[[ Text passage, beginning ]]

Prior to the Covid-19 pandemic, GTR’s operational performance was strong, with all GTR brands including Thameslink, Southern and Great Northern ranking highly in industry performance tables. Overall punctuality was 81% contributing to one of the highest customer satisfaction scores achieved by the franchise at 82%.

This strong operational performance supported the financial performance of the franchise, which began contributing to the group’s profitability in the first half of the year. On March 23, the Department for Transport (DfT) announced the introduction of industry-wide EMAs to replace franchising. While GTR was already operating within a management contract, the new terms removed the exposure to changes in the cost base and ancillary revenue such as car parking and retail commission, enabling a small operating margin to be generated.

An Emergency Recovery Measures Agreement (ERMA) was signed by GTR and the DfT on September 19, which will run until at least September 2021. The agreement has a management fee of 0.5% of the pre-Covid cost base and a potential 1% performance-related incentive payment.

Prior to Covid-19, Southeastern performed well both operationally and financially and had some of the highest punctuality and customer satisfaction scores in the industry at 81% and 83% respectively in the first half of the year.

The previous Southern contract ended on the March 31, two weeks after passenger demand was significantly impacted by Covid-19. A new 18-month direct award contract with a six-month extension option was put in place from April 1 under terms mirroring those of the EMA. However, unlike for the majority of franchises, these terms will remain in place for the duration of the contract generating a management fee of 1.5% with a potential 0.5% performance-related incentive payment.

International activities

Go-Ahead launched its German rail operation in June 2019 with additional services introduced in December 2019, but Go-Ahead says challenging operational performance resulted in significant losses in the year. While initial operating losses were expected as revenues stepped up throughout the year, the level of losses was higher than originally anticipated as a result of operational penalties and higher than expected costs. This was caused by late delivery of trains and subsequent reliability issues, compounded by driver shortages.

The German rail business operates within management contracts and is not exposed to changes in passenger demand. As a result, the impact of Covid-19 on the financial performance of the business has been limited.

[[ Text passage, end ]]
[[ Information shown, beginning ]]

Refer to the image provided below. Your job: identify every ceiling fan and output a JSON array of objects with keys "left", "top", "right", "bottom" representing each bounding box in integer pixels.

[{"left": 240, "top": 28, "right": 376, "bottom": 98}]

[[ Information shown, end ]]

Continue the passage about Go-Ahead's rail operations, starting right after its last sentence.

- Expected answer:
Performance penalties have dropped to below 10% of revenue compared with highs of 30% earlier in the year, and Go-Ahead says it plans to deliver profitability over the medium term.

The company is also pursuing a claim for up to £26m in compensation from Stadler for late delivery of the Flirt fleet.

Go-Ahead began operating Traffic Package 1 in Norway on December 15 2019, which encompasses long-distance and regional services on the Oslo - Kristiansand - Stavanger Sørlandet line, together with the branch to Arendal. The service was Go-Ahead’s first contract in Norway and the first commercially run network in the country.

Capital expenditure for the rail division was £16m, down from £22.6m in 2019, predominantly relating to the building of a depot in Germany as part of the mobilisation of the contracts and short-term improvement schemes in Southeastern.

Financial outlook

In Britain, GTR and Southeastern will operate under ERMA and EMA contracts respectively for the remainder of their contracts. Go-Ahead says this provides visibility of financial performance with defined operating profit margins.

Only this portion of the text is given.